Exercise instructions: Filter out every line below that lacks "sunflower", and copy the rest.

(Available data)

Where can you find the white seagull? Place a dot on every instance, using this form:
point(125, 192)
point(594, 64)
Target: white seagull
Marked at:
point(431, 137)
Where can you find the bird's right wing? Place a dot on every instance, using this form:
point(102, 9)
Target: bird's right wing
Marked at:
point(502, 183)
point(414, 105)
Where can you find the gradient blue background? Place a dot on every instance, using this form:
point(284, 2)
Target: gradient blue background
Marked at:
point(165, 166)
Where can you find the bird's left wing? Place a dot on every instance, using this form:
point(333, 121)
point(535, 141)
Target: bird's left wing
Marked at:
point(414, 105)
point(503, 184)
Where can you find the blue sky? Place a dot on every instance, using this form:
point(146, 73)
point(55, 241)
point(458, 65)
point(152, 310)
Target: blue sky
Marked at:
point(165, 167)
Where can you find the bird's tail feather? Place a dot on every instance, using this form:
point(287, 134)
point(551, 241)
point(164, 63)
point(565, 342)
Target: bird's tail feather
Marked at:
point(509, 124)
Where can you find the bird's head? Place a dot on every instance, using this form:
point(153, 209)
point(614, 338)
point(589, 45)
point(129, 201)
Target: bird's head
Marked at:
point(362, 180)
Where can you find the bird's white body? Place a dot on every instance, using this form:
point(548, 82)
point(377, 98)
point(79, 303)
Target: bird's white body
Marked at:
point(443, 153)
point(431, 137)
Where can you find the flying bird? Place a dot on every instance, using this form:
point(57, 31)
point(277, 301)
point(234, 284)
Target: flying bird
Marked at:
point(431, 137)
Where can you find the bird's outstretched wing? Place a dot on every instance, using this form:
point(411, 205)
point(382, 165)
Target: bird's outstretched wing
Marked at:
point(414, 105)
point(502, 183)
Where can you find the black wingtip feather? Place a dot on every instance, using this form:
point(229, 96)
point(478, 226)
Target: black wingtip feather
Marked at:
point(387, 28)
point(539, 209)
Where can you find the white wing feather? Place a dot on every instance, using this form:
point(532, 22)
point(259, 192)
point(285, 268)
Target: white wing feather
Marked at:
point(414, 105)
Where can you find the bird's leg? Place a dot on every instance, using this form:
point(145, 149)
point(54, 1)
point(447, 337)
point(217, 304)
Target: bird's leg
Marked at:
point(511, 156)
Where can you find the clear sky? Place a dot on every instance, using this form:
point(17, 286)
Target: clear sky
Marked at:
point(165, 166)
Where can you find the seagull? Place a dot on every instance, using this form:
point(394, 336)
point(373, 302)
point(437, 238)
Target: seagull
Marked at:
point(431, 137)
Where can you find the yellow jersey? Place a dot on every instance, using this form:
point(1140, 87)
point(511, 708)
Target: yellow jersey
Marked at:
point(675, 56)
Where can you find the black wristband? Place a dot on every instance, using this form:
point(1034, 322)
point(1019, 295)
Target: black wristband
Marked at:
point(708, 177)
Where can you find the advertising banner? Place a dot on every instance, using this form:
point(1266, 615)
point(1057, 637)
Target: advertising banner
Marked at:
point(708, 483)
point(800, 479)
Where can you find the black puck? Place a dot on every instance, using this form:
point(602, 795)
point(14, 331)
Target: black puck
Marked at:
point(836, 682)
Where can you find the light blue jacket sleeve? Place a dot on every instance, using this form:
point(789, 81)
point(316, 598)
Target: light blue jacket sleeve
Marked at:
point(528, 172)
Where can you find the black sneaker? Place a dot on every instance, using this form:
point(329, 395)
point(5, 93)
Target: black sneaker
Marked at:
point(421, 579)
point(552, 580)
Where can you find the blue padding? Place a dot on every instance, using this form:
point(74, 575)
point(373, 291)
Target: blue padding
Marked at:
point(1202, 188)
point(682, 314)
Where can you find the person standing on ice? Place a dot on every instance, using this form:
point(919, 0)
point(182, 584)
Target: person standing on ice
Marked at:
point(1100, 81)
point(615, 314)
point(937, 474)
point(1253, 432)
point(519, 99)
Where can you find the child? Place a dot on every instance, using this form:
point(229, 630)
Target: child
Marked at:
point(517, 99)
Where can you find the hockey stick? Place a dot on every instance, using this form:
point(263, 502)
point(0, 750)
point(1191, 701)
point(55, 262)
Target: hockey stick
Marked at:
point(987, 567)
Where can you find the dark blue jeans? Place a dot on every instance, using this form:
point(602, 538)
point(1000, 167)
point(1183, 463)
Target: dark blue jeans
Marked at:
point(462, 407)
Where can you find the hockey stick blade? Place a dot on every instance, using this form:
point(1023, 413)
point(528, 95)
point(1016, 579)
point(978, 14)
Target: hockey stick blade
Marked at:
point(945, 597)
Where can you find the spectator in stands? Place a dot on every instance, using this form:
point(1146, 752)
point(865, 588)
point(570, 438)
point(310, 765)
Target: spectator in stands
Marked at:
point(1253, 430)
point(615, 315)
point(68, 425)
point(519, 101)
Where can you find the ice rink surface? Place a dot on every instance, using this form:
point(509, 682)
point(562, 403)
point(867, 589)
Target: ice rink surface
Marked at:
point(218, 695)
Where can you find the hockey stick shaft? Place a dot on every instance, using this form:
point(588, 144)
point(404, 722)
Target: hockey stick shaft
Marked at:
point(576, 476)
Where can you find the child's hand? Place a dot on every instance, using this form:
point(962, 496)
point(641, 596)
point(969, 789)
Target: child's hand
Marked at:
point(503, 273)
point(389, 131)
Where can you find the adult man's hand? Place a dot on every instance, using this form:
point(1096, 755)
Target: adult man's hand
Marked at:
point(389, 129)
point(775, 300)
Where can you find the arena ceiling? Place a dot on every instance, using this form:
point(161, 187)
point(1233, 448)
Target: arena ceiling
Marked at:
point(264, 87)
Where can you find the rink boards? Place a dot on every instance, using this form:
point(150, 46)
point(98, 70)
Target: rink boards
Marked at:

(End Available data)
(Available data)

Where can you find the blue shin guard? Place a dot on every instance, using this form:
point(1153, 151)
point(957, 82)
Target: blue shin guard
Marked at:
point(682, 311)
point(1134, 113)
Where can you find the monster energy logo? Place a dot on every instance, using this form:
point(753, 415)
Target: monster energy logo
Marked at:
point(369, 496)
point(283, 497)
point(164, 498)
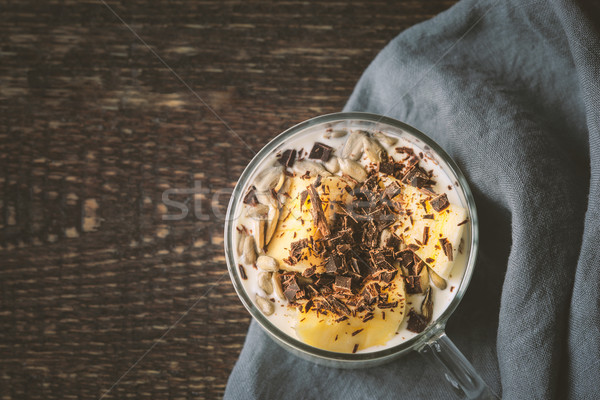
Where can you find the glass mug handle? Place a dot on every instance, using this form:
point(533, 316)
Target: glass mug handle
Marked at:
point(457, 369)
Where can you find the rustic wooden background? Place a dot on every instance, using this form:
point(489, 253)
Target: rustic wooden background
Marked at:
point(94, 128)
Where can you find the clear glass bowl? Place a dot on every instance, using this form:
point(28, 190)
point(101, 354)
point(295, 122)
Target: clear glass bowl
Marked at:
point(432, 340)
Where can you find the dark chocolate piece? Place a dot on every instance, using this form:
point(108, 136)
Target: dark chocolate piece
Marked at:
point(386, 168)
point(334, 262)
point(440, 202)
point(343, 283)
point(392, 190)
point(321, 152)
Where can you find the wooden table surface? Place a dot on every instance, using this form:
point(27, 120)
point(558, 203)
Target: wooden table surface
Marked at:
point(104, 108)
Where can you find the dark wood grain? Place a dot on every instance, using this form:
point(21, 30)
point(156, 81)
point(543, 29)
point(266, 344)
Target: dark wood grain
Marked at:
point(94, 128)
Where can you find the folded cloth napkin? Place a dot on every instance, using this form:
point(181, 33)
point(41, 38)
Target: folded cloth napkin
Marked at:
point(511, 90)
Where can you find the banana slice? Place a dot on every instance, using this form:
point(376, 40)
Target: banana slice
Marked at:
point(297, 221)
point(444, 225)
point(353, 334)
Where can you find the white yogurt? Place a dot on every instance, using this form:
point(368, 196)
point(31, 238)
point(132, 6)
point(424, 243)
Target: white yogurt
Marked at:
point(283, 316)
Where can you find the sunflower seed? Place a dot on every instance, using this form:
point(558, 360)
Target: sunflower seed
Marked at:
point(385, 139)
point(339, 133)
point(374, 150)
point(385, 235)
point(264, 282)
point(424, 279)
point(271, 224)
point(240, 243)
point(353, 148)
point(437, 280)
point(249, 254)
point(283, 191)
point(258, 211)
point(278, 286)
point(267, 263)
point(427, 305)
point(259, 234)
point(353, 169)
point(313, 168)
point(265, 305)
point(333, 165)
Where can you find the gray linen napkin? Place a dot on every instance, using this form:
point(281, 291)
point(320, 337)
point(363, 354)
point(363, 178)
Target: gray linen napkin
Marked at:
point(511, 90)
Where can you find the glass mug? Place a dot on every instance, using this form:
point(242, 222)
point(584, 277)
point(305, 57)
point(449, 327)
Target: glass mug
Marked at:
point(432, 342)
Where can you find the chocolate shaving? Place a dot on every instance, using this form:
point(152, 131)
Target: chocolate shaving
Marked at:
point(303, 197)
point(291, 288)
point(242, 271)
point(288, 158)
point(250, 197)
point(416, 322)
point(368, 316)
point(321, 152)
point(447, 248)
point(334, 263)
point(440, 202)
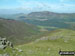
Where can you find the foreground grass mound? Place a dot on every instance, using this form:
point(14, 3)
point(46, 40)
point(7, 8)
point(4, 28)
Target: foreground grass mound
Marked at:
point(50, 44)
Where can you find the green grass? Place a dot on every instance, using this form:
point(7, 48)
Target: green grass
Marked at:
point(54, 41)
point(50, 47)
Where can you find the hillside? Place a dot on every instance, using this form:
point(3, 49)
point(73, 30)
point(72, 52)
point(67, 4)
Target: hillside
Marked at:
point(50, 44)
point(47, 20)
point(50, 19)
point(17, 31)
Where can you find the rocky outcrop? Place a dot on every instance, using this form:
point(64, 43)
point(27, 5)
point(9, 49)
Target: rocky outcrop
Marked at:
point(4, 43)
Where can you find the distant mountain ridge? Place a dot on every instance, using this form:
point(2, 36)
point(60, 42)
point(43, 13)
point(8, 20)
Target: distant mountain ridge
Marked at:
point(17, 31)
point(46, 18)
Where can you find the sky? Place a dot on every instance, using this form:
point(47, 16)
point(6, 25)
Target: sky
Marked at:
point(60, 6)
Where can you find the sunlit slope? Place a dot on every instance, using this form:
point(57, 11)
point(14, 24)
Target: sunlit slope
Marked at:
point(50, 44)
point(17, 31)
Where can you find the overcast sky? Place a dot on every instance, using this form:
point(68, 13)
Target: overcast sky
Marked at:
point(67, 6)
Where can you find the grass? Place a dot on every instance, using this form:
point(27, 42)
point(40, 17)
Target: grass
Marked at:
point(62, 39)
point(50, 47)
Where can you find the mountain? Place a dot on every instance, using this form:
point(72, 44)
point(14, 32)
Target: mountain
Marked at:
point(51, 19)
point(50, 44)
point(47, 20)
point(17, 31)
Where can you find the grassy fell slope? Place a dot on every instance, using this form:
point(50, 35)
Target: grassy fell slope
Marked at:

(End Available data)

Result of the exercise:
Where can you find the sunflower seed? Place a dot on every instance, using this form:
Target: sunflower seed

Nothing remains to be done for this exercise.